Texto de la página -
== == ==

_
_
_
_
_
Desigualdad social
Opinión
Texto en el que el autor aboga por ideas y saca conclusiones basadas en su interpretación de hechos y datos

Ante el preocupante aumento de la desigualdad de ingresos

El 10% más rico de la población mundial recibe el 52% del ingreso total, mientras que la mitad más pobre solo obtiene el 8,5%

Ilustración Negocios
Tomás Ondarra

El cambio climático y la creciente desigualdad de ingresos son posiblemente los dos problemas socioeconómicos de mayor gravedad a los que se enfrentan la práctica totalidad de los países del planeta. Las dos últimas décadas han mostrado con claridad que sin políticas valientes destinadas a atajarlos sus consecuencias no harán sino agravarse, haciendo de nuestro planeta un lugar invivible. En este artículo me centraré en el segundo de los problemas, el de la creciente desigualdad de ingresos, un tema complejo, de múltiples dimensiones para abordar en pocas líneas, pero al que es imprescindible atender, pues las consecuencias de no atajarlo nos abocan al conflicto social y al caos político.

== == ==

Ejercicio propuesto 1 - Reproduzca sin cambios los registros desde la línea que contiene "Target: snow on ground" hasta el final de estos, incluidas ambas líneas extremas.

== == ==

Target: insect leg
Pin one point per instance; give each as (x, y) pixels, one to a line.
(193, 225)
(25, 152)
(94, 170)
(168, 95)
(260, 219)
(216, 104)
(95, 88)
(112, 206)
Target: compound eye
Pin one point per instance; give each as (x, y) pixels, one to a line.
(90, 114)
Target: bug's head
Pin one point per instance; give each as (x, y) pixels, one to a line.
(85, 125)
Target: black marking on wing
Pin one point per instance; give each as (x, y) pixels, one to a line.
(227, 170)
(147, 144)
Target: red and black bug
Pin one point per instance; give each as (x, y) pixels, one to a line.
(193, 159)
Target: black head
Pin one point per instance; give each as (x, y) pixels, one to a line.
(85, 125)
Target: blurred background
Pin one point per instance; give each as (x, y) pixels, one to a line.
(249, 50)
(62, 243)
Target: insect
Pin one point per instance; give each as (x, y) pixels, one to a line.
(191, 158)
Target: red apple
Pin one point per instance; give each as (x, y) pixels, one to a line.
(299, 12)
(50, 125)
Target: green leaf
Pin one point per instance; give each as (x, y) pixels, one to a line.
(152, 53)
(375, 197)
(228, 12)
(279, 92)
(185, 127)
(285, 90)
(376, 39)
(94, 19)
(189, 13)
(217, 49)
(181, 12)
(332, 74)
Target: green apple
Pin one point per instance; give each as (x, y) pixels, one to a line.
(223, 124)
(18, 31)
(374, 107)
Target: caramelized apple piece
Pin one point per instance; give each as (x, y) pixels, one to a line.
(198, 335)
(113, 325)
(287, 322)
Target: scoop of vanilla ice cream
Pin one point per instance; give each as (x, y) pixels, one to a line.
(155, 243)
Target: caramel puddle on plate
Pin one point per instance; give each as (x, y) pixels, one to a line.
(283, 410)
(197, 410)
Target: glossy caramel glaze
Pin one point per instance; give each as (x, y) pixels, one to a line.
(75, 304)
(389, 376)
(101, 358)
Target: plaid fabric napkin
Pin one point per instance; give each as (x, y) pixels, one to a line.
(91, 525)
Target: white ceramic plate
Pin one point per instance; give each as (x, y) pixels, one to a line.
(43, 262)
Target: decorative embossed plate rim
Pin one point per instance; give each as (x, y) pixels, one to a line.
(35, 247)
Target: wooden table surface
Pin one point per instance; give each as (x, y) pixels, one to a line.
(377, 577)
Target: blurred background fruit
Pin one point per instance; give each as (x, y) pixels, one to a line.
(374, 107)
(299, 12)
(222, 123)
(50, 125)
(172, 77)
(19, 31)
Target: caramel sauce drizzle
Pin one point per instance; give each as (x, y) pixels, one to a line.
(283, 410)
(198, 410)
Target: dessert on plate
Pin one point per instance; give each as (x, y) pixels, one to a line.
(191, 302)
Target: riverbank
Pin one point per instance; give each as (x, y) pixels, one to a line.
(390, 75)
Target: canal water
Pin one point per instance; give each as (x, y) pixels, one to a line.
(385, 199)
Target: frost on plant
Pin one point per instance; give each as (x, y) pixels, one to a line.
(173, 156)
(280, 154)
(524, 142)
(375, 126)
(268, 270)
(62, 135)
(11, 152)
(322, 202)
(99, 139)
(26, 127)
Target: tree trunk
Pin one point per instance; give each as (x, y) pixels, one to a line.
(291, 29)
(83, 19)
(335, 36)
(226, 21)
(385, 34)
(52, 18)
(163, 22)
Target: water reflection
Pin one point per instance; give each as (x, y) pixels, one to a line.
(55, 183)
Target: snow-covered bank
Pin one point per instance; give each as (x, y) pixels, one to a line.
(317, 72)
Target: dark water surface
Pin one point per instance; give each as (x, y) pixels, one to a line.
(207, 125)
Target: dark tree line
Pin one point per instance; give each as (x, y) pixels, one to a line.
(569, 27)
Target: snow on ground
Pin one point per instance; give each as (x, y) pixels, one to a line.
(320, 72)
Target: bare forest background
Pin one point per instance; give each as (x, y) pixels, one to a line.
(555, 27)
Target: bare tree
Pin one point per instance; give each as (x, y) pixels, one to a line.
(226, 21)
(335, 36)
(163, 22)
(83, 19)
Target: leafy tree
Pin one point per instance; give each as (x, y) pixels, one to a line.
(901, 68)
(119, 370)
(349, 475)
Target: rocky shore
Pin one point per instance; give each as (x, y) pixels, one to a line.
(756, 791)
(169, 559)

== == ==

Ejercicio propuesto 2 - Según el artículo de opinión sobre la desigualdad de ingresos, ¿qué porcentaje del ingreso total recibe la mitad más pobre de la población mundial?

Resultado del ejercicio 1 -
Target: snow on ground
Pin one point per instance; give each as (x, y) pixels, one to a line.
(320, 72)
Target: bare forest background
Pin one point per instance; give each as (x, y) pixels, one to a line.
(555, 27)
Target: bare tree
Pin one point per instance; give each as (x, y) pixels, one to a line.
(226, 21)
(335, 36)
(163, 22)
(83, 19)
Target: leafy tree
Pin one point per instance; give each as (x, y) pixels, one to a line.
(901, 68)
(119, 370)
(349, 475)
Target: rocky shore
Pin one point per instance; give each as (x, y) pixels, one to a line.
(756, 791)
(169, 559)

Resultado del ejercicio 2 - Solo el 8,5%.